BEGIN

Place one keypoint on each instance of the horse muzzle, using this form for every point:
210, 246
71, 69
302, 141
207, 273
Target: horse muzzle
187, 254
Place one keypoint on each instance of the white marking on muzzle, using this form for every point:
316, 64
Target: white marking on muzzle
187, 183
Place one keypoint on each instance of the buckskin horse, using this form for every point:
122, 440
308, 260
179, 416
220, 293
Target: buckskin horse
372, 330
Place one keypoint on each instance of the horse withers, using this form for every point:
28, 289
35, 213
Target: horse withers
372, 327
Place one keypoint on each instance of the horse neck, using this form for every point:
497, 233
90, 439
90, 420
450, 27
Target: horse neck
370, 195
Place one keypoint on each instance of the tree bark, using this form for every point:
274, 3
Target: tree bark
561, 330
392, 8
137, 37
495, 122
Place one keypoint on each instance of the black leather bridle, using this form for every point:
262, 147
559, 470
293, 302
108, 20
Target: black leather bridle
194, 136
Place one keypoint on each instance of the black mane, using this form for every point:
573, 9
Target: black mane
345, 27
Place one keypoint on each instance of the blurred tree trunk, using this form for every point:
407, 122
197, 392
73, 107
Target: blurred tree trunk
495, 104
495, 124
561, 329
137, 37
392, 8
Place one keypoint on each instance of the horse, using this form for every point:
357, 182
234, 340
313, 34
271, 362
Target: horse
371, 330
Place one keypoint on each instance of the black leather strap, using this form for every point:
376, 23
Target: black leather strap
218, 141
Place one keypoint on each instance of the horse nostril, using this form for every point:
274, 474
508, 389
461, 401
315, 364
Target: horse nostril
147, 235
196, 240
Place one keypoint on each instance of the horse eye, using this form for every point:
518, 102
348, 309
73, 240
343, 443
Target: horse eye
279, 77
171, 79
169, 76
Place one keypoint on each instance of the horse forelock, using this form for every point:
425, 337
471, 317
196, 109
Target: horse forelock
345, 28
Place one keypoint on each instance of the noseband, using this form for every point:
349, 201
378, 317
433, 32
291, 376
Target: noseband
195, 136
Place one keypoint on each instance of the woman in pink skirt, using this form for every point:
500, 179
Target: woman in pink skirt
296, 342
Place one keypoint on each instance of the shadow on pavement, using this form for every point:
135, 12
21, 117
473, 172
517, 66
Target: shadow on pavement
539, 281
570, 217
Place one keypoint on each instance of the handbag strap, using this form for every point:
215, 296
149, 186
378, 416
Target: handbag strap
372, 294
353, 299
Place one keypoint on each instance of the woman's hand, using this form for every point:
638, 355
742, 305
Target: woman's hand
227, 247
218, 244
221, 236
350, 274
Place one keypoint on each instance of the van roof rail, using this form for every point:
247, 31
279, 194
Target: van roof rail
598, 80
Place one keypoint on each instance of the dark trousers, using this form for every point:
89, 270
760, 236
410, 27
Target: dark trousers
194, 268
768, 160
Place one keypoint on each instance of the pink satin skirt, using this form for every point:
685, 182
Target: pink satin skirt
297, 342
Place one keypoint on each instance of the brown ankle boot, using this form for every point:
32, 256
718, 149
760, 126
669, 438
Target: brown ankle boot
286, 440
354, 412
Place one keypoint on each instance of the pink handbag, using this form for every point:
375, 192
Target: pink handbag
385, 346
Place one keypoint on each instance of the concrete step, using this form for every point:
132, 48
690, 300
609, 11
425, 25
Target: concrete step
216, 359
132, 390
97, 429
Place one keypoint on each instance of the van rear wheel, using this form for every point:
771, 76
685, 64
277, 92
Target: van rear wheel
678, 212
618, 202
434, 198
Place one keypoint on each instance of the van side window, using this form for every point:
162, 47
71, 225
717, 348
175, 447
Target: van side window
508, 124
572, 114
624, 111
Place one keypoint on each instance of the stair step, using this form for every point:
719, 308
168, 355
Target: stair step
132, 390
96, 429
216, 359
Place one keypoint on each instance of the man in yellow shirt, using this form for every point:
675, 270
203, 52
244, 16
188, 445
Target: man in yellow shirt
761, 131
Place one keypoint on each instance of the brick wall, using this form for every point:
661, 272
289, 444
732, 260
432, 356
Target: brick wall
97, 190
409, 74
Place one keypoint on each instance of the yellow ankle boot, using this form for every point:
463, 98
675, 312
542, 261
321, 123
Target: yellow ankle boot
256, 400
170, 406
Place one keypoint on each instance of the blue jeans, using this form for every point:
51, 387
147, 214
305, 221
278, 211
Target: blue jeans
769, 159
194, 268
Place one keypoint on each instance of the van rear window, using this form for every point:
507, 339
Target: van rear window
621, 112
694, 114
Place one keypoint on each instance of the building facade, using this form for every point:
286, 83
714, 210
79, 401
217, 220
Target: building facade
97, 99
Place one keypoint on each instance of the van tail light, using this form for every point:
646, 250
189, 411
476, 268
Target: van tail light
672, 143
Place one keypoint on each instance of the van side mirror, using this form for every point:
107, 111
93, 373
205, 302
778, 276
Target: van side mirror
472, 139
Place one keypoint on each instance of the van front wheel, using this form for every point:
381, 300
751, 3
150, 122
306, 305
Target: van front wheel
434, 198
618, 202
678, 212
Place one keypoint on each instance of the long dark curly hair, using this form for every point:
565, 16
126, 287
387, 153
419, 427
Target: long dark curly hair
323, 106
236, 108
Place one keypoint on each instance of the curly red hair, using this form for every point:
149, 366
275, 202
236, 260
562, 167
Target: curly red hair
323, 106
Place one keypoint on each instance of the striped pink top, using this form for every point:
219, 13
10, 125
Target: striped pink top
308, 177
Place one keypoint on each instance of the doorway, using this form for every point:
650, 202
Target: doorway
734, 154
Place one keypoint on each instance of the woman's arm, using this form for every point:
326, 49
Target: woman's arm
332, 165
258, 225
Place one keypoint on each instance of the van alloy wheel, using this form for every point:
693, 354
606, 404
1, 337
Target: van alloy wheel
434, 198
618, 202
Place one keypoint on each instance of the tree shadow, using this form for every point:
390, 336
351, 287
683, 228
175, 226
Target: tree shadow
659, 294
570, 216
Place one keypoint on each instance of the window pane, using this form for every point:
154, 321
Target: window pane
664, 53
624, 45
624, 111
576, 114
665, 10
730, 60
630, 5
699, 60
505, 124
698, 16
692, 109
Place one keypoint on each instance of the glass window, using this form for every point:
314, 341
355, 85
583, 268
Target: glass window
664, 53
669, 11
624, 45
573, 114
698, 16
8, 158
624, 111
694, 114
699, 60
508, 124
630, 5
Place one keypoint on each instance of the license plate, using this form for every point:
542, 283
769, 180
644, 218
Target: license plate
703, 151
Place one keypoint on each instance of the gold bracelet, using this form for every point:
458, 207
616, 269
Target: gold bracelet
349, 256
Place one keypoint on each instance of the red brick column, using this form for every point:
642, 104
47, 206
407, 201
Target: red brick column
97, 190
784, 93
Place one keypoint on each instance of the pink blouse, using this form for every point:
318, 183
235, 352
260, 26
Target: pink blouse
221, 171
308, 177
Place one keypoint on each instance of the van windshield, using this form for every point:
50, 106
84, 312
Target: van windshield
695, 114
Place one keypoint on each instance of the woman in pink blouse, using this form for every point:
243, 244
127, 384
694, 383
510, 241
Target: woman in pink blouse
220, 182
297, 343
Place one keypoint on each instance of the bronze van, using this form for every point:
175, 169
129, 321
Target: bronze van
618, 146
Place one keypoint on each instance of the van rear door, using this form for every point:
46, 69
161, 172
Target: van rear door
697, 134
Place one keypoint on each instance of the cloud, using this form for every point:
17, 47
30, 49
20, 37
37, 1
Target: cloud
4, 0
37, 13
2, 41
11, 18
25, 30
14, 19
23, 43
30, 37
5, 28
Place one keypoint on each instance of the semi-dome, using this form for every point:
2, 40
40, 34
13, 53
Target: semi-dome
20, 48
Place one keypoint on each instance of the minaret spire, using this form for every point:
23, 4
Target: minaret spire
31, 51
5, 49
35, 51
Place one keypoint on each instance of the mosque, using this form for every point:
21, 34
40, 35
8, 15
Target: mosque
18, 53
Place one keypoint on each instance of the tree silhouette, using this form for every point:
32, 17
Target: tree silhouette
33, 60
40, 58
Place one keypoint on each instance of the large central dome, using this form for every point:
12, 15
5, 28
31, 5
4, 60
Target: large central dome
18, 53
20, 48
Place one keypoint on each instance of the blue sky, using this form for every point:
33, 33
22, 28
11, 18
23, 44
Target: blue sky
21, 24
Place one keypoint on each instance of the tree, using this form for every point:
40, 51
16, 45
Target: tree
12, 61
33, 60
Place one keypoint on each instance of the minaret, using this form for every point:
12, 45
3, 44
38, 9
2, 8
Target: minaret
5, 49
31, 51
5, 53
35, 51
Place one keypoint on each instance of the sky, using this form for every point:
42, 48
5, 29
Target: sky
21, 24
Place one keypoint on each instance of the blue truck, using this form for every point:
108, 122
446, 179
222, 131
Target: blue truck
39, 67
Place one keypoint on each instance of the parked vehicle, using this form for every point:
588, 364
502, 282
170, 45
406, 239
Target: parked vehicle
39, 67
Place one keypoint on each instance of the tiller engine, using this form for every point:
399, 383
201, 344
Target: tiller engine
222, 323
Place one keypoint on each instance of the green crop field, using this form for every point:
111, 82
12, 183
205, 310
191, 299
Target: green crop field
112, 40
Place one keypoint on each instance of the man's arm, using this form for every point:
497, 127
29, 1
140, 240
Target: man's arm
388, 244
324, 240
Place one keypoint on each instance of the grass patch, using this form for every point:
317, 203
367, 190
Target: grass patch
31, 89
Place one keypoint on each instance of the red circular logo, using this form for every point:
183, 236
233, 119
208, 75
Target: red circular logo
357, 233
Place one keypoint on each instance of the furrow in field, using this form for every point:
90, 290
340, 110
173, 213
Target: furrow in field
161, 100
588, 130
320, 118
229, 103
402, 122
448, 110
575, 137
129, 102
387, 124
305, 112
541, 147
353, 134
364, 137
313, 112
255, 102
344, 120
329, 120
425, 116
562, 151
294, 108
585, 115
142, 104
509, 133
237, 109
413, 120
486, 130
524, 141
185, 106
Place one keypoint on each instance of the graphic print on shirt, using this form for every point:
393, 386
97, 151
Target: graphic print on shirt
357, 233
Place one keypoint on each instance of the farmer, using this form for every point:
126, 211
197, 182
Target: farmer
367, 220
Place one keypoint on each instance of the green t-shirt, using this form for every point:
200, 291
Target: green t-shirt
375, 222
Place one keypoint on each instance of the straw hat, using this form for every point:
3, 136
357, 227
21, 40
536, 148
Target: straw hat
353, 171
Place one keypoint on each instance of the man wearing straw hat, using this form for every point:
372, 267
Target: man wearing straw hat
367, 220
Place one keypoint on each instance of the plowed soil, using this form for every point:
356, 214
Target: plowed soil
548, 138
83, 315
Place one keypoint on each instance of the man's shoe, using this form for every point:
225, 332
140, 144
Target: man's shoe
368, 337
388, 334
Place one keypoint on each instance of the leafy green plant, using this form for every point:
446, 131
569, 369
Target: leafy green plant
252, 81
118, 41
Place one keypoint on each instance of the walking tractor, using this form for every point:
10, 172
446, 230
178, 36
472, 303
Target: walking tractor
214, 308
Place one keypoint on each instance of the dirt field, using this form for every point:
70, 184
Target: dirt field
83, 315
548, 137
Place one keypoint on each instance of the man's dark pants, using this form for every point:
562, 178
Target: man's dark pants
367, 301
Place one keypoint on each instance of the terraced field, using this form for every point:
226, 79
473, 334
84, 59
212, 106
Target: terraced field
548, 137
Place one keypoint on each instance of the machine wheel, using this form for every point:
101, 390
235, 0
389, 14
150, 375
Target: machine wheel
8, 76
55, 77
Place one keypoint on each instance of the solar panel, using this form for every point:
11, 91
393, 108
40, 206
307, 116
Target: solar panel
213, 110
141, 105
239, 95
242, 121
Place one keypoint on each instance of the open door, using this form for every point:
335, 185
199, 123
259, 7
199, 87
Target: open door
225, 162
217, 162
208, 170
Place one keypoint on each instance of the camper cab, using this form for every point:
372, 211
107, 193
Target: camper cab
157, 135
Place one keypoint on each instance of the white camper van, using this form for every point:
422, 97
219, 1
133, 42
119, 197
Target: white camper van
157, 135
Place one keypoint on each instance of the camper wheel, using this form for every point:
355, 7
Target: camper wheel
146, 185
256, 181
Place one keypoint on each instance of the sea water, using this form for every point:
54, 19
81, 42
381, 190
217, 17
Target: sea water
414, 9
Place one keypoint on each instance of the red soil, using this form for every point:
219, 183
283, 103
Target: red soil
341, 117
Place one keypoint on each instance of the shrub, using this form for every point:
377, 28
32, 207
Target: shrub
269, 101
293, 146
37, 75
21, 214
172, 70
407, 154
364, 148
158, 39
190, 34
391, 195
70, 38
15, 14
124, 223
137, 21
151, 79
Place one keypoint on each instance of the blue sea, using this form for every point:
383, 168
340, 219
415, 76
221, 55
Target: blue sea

END

▸ **WHAT NEEDS TO BE DONE**:
Output, exactly and in full, the lines from the start of the entries above through the line that contains "Place one keypoint on each instance of the buckskin".

▸ **TASK RESPONSE**:
Place one keypoint on each instance of the horse muzzle, using this form for every point:
210, 246
71, 69
302, 141
207, 273
Target: horse muzzle
187, 254
Place one keypoint on each instance of the white marking on muzzle, using this form for every point:
316, 64
Target: white marking on muzzle
187, 183
Place one keypoint on each instance of the buckskin horse, using this form for every point:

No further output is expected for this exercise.